ASSIGNED TASK: Each line in the entries below that holds the string "dark" is to be listed.

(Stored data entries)

═══

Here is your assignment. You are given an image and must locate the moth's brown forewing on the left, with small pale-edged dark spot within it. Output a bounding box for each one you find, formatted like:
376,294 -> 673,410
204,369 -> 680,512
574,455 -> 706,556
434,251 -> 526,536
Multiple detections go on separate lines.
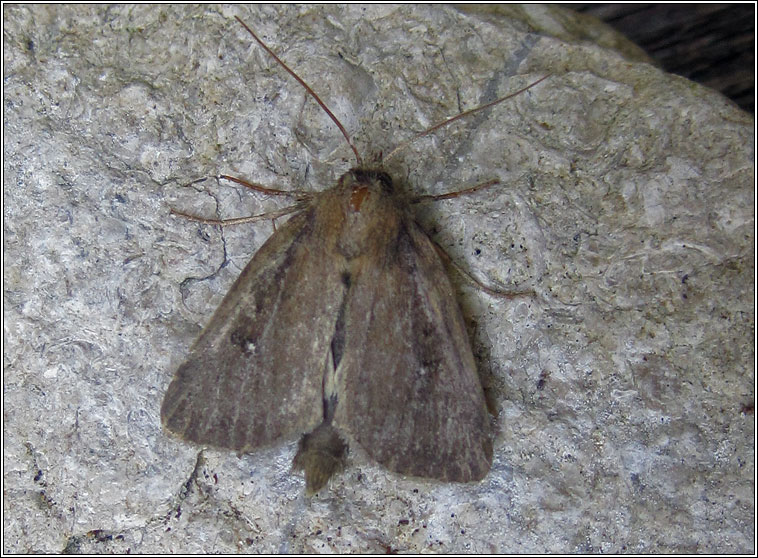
161,205 -> 345,451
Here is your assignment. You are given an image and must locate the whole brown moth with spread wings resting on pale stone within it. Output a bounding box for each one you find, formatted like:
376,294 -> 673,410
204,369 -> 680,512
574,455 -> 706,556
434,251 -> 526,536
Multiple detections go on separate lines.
161,18 -> 547,494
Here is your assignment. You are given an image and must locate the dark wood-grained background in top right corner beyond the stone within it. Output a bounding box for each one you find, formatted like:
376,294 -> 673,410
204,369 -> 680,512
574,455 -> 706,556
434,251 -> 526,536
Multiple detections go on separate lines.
564,2 -> 756,114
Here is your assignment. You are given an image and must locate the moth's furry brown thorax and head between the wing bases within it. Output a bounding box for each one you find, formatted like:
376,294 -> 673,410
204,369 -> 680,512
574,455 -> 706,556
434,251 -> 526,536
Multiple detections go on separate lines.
330,169 -> 404,260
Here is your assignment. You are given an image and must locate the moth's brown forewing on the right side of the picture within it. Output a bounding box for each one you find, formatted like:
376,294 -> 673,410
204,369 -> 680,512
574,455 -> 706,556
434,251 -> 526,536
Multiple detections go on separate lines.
334,218 -> 492,482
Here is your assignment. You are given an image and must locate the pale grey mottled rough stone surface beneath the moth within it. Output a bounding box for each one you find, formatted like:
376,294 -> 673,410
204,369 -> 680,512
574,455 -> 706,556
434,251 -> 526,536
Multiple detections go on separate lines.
3,5 -> 755,553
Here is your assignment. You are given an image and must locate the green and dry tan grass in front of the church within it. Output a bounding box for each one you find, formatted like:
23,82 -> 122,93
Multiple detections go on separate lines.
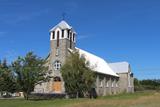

═══

TASK ANSWER:
Here is your assignment. You are given an image and must locate the moth's brown forewing on the left, with small pale-edged dark spot within it. Output a bounding box for each one you find, formatted like:
Here is your assignment. You are given an image and must locate the dark wood-grained background in top right corner beyond the stone within it. Output a bounding box for each one you find, formatted like:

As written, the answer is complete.